**What this task involves:**
State the number of lines in the listing that contain "cloud". No further words are expected.

**Data records:**
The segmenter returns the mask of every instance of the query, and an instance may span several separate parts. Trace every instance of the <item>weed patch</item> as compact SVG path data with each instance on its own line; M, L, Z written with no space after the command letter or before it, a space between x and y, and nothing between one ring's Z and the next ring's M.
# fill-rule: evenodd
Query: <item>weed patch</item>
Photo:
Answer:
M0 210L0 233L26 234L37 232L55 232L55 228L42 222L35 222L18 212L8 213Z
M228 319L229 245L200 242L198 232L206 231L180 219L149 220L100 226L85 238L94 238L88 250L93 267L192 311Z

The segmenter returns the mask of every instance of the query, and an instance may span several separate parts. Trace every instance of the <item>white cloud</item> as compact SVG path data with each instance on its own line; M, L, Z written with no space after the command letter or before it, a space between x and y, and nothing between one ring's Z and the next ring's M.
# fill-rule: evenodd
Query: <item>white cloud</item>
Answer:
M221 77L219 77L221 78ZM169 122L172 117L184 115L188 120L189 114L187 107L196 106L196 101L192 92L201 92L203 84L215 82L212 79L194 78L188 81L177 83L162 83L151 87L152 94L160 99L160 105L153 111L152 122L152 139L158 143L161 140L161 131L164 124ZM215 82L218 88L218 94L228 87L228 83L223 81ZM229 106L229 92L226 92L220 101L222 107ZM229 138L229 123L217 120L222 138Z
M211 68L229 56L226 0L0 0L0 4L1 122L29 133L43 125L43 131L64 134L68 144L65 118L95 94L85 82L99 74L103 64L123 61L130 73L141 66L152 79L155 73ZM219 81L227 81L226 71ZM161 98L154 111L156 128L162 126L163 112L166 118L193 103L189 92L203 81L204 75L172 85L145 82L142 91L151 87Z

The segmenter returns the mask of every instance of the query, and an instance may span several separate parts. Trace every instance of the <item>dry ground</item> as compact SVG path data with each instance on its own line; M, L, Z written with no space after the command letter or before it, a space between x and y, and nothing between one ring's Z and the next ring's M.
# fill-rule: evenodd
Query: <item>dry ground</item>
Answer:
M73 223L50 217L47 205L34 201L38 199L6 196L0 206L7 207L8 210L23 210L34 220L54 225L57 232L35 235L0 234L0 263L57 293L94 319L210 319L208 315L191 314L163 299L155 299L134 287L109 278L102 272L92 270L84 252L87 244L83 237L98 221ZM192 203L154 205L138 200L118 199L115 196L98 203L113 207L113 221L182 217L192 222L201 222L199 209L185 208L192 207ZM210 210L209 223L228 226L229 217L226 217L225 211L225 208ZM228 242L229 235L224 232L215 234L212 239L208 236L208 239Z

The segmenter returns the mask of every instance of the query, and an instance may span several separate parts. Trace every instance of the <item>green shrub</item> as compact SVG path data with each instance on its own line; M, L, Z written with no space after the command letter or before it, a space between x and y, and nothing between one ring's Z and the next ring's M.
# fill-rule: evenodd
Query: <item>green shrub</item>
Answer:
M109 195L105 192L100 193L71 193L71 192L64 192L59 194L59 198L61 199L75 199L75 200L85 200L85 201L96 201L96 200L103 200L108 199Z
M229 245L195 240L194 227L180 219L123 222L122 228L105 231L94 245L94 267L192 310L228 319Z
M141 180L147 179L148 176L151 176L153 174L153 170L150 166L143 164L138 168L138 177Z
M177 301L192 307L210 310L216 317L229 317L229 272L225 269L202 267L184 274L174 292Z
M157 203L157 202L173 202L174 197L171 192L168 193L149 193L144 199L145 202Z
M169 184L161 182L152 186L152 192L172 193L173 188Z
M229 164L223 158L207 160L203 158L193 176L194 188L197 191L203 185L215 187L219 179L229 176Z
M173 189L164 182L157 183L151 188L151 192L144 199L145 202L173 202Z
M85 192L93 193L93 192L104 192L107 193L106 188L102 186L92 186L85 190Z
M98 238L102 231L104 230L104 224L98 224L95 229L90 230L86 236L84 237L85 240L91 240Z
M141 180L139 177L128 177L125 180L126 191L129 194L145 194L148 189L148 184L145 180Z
...
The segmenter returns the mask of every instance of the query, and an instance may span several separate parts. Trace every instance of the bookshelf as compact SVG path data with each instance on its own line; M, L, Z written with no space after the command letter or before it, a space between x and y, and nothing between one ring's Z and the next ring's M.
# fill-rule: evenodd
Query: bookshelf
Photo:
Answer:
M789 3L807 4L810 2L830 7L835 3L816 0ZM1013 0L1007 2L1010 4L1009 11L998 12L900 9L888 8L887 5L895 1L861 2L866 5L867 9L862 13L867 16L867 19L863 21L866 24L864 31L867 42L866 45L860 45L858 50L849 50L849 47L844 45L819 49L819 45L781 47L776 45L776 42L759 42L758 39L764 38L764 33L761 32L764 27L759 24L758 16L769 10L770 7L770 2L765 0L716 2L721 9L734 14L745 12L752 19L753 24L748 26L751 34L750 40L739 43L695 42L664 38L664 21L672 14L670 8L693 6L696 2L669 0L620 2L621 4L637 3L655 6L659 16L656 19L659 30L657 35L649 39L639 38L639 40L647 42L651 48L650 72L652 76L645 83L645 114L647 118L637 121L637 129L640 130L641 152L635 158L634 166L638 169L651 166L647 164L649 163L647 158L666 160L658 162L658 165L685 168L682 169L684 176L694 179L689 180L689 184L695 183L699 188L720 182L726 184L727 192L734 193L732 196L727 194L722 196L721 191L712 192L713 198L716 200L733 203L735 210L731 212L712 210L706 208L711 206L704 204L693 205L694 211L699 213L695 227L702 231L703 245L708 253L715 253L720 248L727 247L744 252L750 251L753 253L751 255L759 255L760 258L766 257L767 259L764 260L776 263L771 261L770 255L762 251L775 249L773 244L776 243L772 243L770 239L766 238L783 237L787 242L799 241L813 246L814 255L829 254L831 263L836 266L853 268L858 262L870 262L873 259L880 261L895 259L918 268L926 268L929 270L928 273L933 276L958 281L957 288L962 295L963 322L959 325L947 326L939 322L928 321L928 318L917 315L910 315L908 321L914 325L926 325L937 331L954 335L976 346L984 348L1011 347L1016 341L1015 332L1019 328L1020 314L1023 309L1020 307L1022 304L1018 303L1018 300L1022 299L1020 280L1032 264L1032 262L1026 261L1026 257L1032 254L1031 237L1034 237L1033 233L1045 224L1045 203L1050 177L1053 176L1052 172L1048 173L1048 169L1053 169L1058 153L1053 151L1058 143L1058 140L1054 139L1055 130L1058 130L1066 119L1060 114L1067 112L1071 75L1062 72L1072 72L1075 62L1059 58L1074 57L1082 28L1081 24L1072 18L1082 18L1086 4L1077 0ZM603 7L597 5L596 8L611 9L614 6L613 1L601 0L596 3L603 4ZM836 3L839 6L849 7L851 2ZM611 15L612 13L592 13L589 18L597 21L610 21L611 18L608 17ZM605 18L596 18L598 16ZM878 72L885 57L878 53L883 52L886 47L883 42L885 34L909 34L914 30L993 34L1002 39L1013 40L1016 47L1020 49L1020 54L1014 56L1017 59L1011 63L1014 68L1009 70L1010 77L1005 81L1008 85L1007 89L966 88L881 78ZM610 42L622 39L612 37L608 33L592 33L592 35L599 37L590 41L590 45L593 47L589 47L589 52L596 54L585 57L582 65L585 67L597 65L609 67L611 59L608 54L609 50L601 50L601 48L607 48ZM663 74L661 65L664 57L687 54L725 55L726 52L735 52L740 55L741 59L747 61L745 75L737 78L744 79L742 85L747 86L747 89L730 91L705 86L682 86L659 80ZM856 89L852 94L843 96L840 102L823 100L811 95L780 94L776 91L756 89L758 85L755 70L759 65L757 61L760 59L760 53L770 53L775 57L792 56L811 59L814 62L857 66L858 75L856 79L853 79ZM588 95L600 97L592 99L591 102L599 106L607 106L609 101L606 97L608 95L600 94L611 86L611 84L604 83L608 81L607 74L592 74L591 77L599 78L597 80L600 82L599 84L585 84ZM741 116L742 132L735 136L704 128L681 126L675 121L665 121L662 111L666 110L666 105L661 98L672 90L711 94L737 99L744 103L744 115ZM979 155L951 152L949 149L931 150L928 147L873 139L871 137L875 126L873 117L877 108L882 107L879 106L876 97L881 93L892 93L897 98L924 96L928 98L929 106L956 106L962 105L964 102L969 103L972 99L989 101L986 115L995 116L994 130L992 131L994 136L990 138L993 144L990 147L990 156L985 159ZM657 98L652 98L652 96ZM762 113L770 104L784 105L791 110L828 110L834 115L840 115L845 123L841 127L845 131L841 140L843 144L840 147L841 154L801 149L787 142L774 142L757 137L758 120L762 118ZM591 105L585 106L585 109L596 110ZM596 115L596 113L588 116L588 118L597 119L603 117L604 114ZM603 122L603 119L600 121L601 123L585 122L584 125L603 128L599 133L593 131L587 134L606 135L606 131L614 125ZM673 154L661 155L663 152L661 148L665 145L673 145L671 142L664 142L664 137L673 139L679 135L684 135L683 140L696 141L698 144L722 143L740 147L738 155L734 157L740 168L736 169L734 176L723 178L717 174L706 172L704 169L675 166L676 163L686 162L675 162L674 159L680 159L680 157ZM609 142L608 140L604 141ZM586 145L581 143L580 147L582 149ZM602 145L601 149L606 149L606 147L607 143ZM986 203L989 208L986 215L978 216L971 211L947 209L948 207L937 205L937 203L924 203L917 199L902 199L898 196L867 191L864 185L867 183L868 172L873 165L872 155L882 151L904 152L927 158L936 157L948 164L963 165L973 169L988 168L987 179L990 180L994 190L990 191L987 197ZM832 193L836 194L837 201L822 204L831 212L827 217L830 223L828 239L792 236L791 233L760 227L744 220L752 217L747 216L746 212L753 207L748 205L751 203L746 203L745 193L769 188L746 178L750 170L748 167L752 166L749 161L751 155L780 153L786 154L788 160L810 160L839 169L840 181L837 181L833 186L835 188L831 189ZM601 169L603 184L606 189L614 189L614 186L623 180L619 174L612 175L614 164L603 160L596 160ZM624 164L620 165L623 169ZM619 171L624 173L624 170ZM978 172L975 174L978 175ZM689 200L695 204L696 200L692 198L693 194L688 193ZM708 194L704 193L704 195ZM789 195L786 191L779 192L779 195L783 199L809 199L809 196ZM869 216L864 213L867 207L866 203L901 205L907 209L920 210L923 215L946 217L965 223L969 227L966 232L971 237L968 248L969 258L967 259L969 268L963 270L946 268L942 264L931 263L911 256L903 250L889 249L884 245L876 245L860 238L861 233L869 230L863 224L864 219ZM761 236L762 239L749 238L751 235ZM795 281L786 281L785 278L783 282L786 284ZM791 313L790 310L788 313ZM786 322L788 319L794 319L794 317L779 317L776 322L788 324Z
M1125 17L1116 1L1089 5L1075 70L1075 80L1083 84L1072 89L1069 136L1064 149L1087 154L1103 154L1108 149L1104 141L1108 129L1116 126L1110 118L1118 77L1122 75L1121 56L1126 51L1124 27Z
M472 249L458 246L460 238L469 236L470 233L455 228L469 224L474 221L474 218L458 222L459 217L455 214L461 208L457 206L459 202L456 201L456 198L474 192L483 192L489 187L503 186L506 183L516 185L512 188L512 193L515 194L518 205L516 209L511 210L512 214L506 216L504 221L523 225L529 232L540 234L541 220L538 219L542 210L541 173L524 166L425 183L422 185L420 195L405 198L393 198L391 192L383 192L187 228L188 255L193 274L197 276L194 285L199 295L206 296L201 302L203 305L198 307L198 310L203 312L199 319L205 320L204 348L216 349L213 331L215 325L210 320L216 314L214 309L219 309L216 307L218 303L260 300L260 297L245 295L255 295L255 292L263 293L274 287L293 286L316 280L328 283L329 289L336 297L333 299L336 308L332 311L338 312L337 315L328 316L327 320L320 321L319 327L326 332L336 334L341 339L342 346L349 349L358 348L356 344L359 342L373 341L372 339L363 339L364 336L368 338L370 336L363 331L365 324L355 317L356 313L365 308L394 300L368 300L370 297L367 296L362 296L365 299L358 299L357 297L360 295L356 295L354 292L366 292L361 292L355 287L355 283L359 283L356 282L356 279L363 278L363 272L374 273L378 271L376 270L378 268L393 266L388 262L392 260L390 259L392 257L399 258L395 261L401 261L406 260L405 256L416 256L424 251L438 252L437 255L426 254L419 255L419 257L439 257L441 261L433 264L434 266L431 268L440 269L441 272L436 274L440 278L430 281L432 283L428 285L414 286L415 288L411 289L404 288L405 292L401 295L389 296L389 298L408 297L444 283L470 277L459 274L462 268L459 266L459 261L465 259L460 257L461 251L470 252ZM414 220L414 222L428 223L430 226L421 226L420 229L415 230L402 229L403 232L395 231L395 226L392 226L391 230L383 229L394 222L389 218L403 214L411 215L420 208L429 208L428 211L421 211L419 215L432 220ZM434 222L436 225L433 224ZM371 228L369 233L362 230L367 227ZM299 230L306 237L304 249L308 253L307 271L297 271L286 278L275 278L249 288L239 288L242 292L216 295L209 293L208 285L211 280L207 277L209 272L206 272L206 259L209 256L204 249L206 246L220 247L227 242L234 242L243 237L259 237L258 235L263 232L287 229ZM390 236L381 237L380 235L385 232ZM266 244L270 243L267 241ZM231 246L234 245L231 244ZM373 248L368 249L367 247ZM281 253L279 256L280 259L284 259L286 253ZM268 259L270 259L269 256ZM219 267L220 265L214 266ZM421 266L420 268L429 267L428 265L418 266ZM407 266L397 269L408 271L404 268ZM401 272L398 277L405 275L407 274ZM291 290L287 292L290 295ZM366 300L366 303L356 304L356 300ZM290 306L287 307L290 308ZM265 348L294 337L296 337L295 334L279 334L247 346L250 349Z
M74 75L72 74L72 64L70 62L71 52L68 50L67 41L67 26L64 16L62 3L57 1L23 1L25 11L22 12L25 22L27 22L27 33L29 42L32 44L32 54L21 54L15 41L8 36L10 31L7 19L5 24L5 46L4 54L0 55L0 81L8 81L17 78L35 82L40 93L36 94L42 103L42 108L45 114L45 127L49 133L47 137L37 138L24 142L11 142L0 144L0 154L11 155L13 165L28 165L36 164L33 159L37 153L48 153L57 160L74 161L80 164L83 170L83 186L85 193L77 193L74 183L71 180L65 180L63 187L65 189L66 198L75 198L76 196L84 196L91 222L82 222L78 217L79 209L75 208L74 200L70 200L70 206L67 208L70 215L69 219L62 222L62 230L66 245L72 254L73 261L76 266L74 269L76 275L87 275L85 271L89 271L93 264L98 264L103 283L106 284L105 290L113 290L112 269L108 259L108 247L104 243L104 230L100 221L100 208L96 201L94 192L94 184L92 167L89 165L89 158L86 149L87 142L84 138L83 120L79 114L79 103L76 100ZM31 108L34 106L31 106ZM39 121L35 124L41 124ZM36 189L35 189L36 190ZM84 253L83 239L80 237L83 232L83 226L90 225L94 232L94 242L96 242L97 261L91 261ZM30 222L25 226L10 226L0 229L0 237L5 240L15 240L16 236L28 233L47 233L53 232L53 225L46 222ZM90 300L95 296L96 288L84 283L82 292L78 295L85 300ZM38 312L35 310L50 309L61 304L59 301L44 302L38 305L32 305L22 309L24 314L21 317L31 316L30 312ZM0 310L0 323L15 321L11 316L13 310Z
---
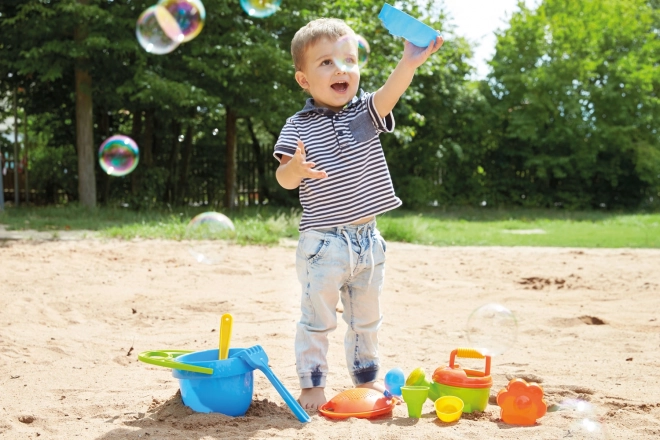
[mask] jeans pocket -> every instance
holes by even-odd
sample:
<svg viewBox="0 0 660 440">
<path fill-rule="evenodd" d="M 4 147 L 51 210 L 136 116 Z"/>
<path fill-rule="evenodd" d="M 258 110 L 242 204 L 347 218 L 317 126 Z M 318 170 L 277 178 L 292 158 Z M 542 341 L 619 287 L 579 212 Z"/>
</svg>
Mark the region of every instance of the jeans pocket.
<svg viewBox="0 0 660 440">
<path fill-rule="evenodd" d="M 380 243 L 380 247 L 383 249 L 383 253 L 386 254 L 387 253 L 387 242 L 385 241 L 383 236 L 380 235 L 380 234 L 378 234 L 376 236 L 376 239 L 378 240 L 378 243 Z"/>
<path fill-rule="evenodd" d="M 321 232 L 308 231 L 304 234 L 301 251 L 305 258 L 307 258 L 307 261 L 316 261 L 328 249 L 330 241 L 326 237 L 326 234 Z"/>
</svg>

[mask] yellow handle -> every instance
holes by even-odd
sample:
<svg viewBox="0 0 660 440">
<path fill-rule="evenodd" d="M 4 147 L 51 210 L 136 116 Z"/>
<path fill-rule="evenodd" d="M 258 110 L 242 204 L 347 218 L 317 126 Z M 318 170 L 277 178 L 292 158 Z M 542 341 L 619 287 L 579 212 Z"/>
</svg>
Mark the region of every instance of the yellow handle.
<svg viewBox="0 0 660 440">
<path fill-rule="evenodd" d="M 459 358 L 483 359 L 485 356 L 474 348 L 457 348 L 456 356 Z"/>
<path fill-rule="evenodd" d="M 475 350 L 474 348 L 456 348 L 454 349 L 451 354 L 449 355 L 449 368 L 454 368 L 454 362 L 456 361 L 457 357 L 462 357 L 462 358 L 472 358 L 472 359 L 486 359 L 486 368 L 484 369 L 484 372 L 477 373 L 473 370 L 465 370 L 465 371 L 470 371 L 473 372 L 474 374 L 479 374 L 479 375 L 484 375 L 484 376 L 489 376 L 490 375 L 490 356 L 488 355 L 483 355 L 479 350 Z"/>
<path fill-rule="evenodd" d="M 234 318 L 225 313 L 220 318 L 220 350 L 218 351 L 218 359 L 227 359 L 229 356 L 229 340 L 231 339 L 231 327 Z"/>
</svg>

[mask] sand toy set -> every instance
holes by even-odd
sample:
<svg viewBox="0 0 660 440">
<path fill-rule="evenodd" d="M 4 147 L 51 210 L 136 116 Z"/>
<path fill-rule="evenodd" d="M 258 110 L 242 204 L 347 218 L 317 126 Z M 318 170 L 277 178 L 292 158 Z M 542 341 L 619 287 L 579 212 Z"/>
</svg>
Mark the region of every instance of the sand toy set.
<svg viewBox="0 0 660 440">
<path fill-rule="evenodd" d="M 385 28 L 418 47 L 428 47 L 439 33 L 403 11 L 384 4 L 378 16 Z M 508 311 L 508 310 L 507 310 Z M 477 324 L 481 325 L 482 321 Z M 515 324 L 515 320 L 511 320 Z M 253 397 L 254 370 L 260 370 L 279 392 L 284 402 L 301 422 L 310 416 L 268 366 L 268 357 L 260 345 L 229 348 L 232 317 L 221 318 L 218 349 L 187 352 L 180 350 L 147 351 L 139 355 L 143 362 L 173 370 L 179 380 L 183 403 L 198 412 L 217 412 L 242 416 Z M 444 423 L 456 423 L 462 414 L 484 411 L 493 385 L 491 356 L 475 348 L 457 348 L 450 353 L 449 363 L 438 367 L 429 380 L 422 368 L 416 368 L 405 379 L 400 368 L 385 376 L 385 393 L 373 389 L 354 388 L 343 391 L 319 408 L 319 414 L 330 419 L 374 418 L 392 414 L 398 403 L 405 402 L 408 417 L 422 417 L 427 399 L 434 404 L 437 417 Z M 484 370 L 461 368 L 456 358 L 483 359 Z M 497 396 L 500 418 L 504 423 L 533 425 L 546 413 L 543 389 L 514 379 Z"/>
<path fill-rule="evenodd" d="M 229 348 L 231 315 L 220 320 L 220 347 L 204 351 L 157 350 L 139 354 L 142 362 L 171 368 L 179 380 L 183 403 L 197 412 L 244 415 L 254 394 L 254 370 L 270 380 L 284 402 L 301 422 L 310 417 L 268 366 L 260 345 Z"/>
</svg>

**Solution:**
2